→ **Directions for this task**: Retype all of the material below line for line, with no changes.

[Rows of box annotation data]
↓
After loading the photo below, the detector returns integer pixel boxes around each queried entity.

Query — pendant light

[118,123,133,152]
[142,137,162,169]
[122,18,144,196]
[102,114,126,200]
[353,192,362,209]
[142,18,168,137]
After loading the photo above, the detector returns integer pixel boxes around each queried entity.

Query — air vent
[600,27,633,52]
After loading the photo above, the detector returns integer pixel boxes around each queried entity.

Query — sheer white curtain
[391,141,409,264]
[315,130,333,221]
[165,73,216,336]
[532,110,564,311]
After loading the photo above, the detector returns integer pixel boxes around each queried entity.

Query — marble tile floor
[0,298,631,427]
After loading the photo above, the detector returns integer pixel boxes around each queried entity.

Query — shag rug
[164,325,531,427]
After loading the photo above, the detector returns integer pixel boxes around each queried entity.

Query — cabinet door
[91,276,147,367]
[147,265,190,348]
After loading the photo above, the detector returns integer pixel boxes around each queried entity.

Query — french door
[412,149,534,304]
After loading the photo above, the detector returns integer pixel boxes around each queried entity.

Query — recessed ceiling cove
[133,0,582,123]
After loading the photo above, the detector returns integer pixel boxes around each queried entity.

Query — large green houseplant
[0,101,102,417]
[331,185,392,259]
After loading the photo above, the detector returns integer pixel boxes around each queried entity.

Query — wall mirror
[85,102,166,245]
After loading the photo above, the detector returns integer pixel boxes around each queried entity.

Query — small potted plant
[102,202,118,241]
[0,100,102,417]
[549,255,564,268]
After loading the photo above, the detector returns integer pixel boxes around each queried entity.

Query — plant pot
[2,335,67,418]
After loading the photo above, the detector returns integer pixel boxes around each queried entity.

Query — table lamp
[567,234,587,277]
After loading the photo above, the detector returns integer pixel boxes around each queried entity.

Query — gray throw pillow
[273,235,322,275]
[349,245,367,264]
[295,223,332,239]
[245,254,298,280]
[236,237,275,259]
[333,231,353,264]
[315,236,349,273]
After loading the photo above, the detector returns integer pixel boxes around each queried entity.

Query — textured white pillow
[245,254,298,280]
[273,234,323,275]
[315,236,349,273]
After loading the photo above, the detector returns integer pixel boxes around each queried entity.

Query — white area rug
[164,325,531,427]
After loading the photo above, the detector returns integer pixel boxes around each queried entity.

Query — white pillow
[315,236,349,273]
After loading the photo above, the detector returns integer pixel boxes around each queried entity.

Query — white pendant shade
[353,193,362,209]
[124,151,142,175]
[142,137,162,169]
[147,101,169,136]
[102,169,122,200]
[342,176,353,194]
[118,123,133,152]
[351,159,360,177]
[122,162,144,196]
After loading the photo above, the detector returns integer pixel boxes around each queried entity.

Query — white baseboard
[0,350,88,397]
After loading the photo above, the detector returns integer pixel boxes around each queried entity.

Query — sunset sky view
↑
→ **Reply to the task**:
After loading the photo below, the detector returns integer pixel boxes around each queried entity.

Query — pendant light

[118,123,133,152]
[142,137,162,169]
[122,18,144,196]
[102,114,126,200]
[353,192,362,209]
[142,18,168,137]
After loading the photo above, the detector returns integer pixel boxes around each queried entity.

Query — air vent
[600,27,633,52]
After loading the photo above, the detector returns integer pixel boxes around each queried entity.

Query — sheer white curtain
[391,141,409,264]
[315,130,333,221]
[165,73,216,336]
[532,110,564,311]
After loading the photo above, the detector returns integer pixel boxes around each queried entity.

Query — marble tile floor
[0,298,631,427]
After loading the photo above, the detector returns integer pixel boxes around each queried entity.

Query — shag rug
[164,325,531,427]
After loading the photo above, the detector returns integer pixel boxes around each queried entity.

Query — cabinet door
[91,276,147,367]
[147,265,190,348]
After loading the photo above, the detector returns integer pixel boxes around each queried entity.

Query — french door
[412,149,534,304]
After loading the photo above, the detector returns integer pixel boxes around each queried entity.

Query — recessed ceiling cove
[133,0,582,123]
After loading the photo above, the detector returns integer pixel boxes around each queried entity.

Query — large green houseplant
[0,101,102,417]
[331,185,392,259]
After loading the photo above, the detector returns integer pixel boxes around each queried entity.

Query — wall mirror
[85,102,166,245]
After loading the photo above, the detector returns integer pixel boxes around each queried entity.

Query — small potted plant
[102,202,118,241]
[0,100,102,417]
[549,255,564,268]
After loading the photo above, the detector returns integer pixel boxes around each queried entity.

Query — plant pot
[2,335,67,418]
After loading the photo above, the detector returns integer pixel boxes around each queried entity.

Query — table lamp
[567,234,587,277]
After loading the photo above, the detector returns integer pixel boxes around each queried entity.

Query — gray throw pillow
[273,235,322,275]
[349,245,367,264]
[295,223,332,239]
[245,254,298,280]
[236,237,275,259]
[333,231,353,264]
[315,236,349,273]
After loading the photo above, the detector returns integer pixel boxes around each queried entity.

Query — textured white pillow
[245,254,298,280]
[273,234,323,275]
[315,236,349,273]
After loading the photo above, the detector returns integer pixel boxes around each queried entity.

Query — white area rug
[164,325,531,427]
After loading the photo above, the detector returns integer pixel boxes around each queried entity.

Query — white pillow
[315,236,349,273]
After loading the photo above, the detector returns integer pixel boxes around each queried entity.

Query — white pendant shade
[353,193,362,209]
[124,151,142,175]
[142,137,162,169]
[147,101,169,136]
[102,169,122,200]
[342,176,353,194]
[118,123,133,152]
[351,159,360,177]
[122,162,144,196]
After loading the photo above, the detector returns integer pixel boxes around each queried entity.

Query — white baseboard
[0,350,88,397]
After loading the photo above, the detector returns integer pixel boxes around each queried entity.

Query — sunset sky view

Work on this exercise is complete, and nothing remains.